* Your objective:
This exercise asks for the whole listing to be restated exactly.

* Data for the task:
*****
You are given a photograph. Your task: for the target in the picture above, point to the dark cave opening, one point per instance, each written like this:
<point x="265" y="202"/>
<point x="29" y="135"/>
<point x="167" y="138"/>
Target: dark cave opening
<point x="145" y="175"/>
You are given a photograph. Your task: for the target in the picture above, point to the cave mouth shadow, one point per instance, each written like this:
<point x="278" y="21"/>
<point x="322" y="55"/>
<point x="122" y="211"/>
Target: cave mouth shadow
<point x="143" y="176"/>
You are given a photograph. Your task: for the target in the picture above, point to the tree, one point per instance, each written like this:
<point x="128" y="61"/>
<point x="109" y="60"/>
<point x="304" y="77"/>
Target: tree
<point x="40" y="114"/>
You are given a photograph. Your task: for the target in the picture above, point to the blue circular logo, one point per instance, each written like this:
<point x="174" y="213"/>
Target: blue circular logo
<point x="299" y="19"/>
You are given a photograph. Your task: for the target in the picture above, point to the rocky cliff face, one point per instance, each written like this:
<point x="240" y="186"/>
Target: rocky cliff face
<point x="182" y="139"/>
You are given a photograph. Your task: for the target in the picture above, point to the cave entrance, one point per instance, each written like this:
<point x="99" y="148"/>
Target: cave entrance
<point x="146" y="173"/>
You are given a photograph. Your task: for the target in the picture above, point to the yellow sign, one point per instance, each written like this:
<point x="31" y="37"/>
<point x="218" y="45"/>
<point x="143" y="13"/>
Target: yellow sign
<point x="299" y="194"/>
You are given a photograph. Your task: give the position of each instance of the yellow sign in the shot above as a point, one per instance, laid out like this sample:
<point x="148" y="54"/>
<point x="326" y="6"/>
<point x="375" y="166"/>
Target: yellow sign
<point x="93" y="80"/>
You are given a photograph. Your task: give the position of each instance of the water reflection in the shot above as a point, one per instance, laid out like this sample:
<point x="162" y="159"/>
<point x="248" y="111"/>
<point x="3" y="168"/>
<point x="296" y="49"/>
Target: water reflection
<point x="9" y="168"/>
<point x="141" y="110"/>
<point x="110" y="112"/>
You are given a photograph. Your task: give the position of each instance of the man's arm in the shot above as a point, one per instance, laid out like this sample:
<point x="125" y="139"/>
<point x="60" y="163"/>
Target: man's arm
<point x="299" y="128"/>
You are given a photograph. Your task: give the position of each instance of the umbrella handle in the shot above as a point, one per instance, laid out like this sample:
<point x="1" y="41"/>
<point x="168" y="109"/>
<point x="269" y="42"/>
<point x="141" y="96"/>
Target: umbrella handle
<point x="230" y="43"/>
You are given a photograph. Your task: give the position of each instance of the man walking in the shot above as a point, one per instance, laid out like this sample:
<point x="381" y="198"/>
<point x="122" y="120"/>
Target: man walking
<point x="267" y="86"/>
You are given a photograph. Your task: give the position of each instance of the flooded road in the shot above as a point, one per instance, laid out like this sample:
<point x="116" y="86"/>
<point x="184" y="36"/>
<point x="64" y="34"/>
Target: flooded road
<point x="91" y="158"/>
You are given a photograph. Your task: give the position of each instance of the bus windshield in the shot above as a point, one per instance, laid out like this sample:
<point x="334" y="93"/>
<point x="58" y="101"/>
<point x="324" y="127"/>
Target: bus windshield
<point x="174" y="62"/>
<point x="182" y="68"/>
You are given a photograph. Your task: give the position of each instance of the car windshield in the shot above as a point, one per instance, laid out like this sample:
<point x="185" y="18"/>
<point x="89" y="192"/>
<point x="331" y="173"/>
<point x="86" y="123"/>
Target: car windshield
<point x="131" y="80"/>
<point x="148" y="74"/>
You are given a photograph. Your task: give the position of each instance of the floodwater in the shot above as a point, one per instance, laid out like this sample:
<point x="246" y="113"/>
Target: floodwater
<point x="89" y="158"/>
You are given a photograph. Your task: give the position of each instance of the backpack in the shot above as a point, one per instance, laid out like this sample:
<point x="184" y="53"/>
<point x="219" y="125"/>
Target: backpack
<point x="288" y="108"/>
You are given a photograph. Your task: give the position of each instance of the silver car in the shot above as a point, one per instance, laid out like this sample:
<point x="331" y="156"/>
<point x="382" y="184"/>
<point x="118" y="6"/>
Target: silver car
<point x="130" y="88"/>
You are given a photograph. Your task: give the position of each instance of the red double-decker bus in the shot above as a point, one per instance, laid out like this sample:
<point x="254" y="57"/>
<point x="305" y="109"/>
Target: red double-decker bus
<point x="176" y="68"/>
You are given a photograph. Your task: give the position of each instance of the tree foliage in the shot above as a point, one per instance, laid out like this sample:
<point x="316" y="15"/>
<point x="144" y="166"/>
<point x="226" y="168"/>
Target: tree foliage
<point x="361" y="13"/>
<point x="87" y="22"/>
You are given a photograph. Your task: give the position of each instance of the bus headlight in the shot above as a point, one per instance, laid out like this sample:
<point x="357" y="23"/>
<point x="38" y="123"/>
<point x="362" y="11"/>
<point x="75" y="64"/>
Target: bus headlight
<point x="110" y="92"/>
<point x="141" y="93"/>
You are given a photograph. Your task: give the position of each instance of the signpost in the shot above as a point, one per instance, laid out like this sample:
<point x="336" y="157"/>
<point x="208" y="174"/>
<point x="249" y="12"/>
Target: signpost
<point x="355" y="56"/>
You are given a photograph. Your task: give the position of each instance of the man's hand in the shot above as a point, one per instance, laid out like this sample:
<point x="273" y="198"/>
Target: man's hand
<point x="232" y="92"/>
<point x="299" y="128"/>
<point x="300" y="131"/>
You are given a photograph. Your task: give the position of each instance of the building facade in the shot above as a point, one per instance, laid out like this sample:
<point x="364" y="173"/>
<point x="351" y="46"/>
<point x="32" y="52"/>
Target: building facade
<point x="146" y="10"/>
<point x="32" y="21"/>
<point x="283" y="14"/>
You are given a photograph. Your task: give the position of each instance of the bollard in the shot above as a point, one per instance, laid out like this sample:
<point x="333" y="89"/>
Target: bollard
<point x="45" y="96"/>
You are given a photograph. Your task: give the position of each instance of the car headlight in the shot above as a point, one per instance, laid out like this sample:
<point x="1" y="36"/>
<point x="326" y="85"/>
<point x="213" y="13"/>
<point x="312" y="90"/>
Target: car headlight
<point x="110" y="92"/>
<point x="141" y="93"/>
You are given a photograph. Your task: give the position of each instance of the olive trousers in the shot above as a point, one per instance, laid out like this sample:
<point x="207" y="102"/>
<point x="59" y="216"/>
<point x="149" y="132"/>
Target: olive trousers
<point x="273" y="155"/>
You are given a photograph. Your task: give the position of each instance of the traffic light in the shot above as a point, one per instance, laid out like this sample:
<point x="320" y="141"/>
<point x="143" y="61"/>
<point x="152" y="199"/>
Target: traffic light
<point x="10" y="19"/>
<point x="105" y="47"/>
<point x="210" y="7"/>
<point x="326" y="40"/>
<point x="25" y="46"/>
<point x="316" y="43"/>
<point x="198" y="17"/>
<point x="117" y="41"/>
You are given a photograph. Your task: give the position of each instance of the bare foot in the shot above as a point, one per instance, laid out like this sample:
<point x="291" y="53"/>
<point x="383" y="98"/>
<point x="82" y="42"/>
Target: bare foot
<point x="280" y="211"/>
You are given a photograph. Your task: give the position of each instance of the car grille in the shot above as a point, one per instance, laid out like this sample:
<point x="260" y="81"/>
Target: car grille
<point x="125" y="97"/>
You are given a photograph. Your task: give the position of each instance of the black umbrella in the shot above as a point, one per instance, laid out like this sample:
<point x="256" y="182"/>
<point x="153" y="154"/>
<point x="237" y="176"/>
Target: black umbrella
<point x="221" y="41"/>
*****
* Response box:
You are given a photograph. Your task: for the target in the picture above, point to the dark cave opening, one point per instance, each written like this:
<point x="265" y="202"/>
<point x="29" y="135"/>
<point x="167" y="138"/>
Target: dark cave opening
<point x="145" y="175"/>
You are given a photograph. Your task: for the target in the picture above, point to the cave mouth shadow, one point per instance, each written like this:
<point x="278" y="21"/>
<point x="322" y="55"/>
<point x="122" y="211"/>
Target: cave mouth shadow
<point x="143" y="176"/>
You are given a photograph. Your task: for the target in the picture above, point to the tree, one point per instance, each written like this:
<point x="128" y="61"/>
<point x="109" y="60"/>
<point x="304" y="77"/>
Target: tree
<point x="40" y="114"/>
You are given a photograph. Your task: for the target in the picture above, point to the blue circular logo, one point per instance, each written like this:
<point x="174" y="213"/>
Target: blue circular logo
<point x="299" y="19"/>
You are given a photograph. Your task: for the target in the picture above, point to the rocky cliff face, one point per instance, each written like this:
<point x="240" y="186"/>
Target: rocky cliff face
<point x="182" y="139"/>
You are given a photograph. Your task: for the target in the picture above, point to the cave entrance, one point per instance, each written like this:
<point x="99" y="148"/>
Target: cave entrance
<point x="146" y="173"/>
You are given a photograph. Your task: for the target in the picture above, point to the yellow sign, one point per instance, each written like this:
<point x="31" y="37"/>
<point x="218" y="45"/>
<point x="143" y="13"/>
Target: yellow sign
<point x="299" y="194"/>
You are given a photograph. Your task: give the position of each instance of the yellow sign in the shot above as a point, one per instance, laid out like this sample:
<point x="148" y="54"/>
<point x="326" y="6"/>
<point x="375" y="166"/>
Target: yellow sign
<point x="93" y="80"/>
You are given a photograph. Your task: give the position of each instance of the water reflection in the shot above as a point, one per instance, laid out like this sample:
<point x="162" y="159"/>
<point x="248" y="111"/>
<point x="3" y="168"/>
<point x="296" y="49"/>
Target: water reflection
<point x="9" y="168"/>
<point x="141" y="110"/>
<point x="110" y="112"/>
You are given a photograph. Your task: give the position of each instance of the man's arm in the shot above as a point, one per instance, laid out like this sample:
<point x="125" y="139"/>
<point x="60" y="163"/>
Target: man's arm
<point x="299" y="128"/>
You are given a photograph. Your task: give the position of each instance of the umbrella handle in the shot above as a point, one per instance, laid out like this sample:
<point x="1" y="41"/>
<point x="168" y="109"/>
<point x="269" y="42"/>
<point x="141" y="96"/>
Target: umbrella handle
<point x="230" y="43"/>
You are given a photograph. Your task: give the position of each instance of the man walking in the shot above as a point, one per instance, laid out like this sample:
<point x="381" y="198"/>
<point x="122" y="120"/>
Target: man walking
<point x="267" y="86"/>
You are given a photograph. Your task: give the position of each instance of the flooded road in the shot above as a point, one per instance, laid out like this sample:
<point x="116" y="86"/>
<point x="184" y="36"/>
<point x="64" y="34"/>
Target: flooded road
<point x="91" y="158"/>
You are given a photograph. Your task: give the position of each instance of the bus windshield in the shot above as a point, one per instance, laid out like this sample:
<point x="334" y="93"/>
<point x="58" y="101"/>
<point x="324" y="127"/>
Target: bus windshield
<point x="174" y="62"/>
<point x="182" y="68"/>
You are given a photograph. Your task: give the position of each instance of the car windshield in the shot above as a point, one per instance, laid out like this sample:
<point x="185" y="18"/>
<point x="89" y="192"/>
<point x="331" y="173"/>
<point x="86" y="123"/>
Target: car windshield
<point x="131" y="80"/>
<point x="148" y="74"/>
You are given a photograph. Your task: give the position of each instance of the floodwater in the shot above as a point, one per instance, laid out like this sample:
<point x="246" y="113"/>
Target: floodwater
<point x="89" y="158"/>
You are given a photograph. Your task: give the position of each instance of the backpack in the shot above as a point, one per instance, laid out like this sample:
<point x="184" y="53"/>
<point x="219" y="125"/>
Target: backpack
<point x="288" y="108"/>
You are given a photograph. Your task: give the position of each instance of the silver car in the shot above as a point, one per instance, laid out like this sample:
<point x="331" y="156"/>
<point x="382" y="184"/>
<point x="118" y="6"/>
Target: silver car
<point x="130" y="88"/>
You are given a photograph. Your task: give the position of each instance of the red double-decker bus in the shot above as a point, one per instance, laid out like this sample:
<point x="254" y="57"/>
<point x="305" y="109"/>
Target: red double-decker bus
<point x="176" y="68"/>
You are given a photograph. Your task: give the position of each instance of the tree foliage in the shot above as a point, one per instance, laid out like this sample:
<point x="316" y="15"/>
<point x="144" y="166"/>
<point x="226" y="168"/>
Target: tree foliage
<point x="361" y="13"/>
<point x="87" y="22"/>
You are given a photograph. Your task: give the position of each instance of the bus headlight in the shot above as a point, one per instance, laid out like this sample:
<point x="357" y="23"/>
<point x="38" y="123"/>
<point x="362" y="11"/>
<point x="75" y="64"/>
Target: bus headlight
<point x="110" y="92"/>
<point x="141" y="93"/>
You are given a photograph. Your task: give the position of each instance of the signpost in the shot above as a point, one per instance, laid out like this sample:
<point x="336" y="157"/>
<point x="208" y="174"/>
<point x="249" y="12"/>
Target: signpost
<point x="355" y="56"/>
You are given a photograph. Your task: give the position of each instance of the man's hand in the shot above as a point, one per instance, laid out like this sample:
<point x="273" y="198"/>
Target: man's hand
<point x="232" y="92"/>
<point x="299" y="128"/>
<point x="300" y="131"/>
You are given a photograph. Your task: give the position of each instance of the building facade in the shot above as a point, one per instance, laid out like this sample:
<point x="364" y="173"/>
<point x="351" y="46"/>
<point x="32" y="52"/>
Target: building facade
<point x="146" y="10"/>
<point x="32" y="21"/>
<point x="283" y="14"/>
You are given a photograph. Your task: give the position of each instance of the bollard in the shot above as a point, one per instance, laid out like this sample:
<point x="333" y="89"/>
Target: bollard
<point x="45" y="96"/>
You are given a photograph. Your task: give the position of each instance of the car headlight in the shot above as a point, one per instance, laid out like this sample:
<point x="1" y="36"/>
<point x="326" y="85"/>
<point x="213" y="13"/>
<point x="312" y="90"/>
Target: car headlight
<point x="110" y="92"/>
<point x="141" y="93"/>
You are given a photograph. Your task: give the position of each instance of the olive trousers in the shot above as a point, one per instance, laid out like this sample:
<point x="207" y="102"/>
<point x="59" y="216"/>
<point x="149" y="132"/>
Target: olive trousers
<point x="273" y="155"/>
You are given a photograph. Your task: give the position of each instance of the traffic light in the shot above as a point, one per instance, laid out like this sample:
<point x="320" y="141"/>
<point x="143" y="61"/>
<point x="152" y="199"/>
Target: traffic light
<point x="10" y="19"/>
<point x="105" y="47"/>
<point x="210" y="7"/>
<point x="326" y="40"/>
<point x="25" y="46"/>
<point x="316" y="43"/>
<point x="198" y="17"/>
<point x="117" y="41"/>
You are given a photograph. Your task: give the position of each instance of the bare foot in the shot above as a point, one per instance, laid out like this sample:
<point x="291" y="53"/>
<point x="383" y="98"/>
<point x="82" y="42"/>
Target: bare foot
<point x="280" y="211"/>
You are given a photograph. Your task: give the position of each instance of the car grille in the shot above as a point, one per instance, laid out like this sample:
<point x="260" y="81"/>
Target: car grille
<point x="125" y="97"/>
You are given a photograph. Your task: give the position of each instance of the black umbrella in the shot above as a point, one per instance, laid out like this sample:
<point x="256" y="182"/>
<point x="153" y="154"/>
<point x="237" y="176"/>
Target: black umbrella
<point x="221" y="41"/>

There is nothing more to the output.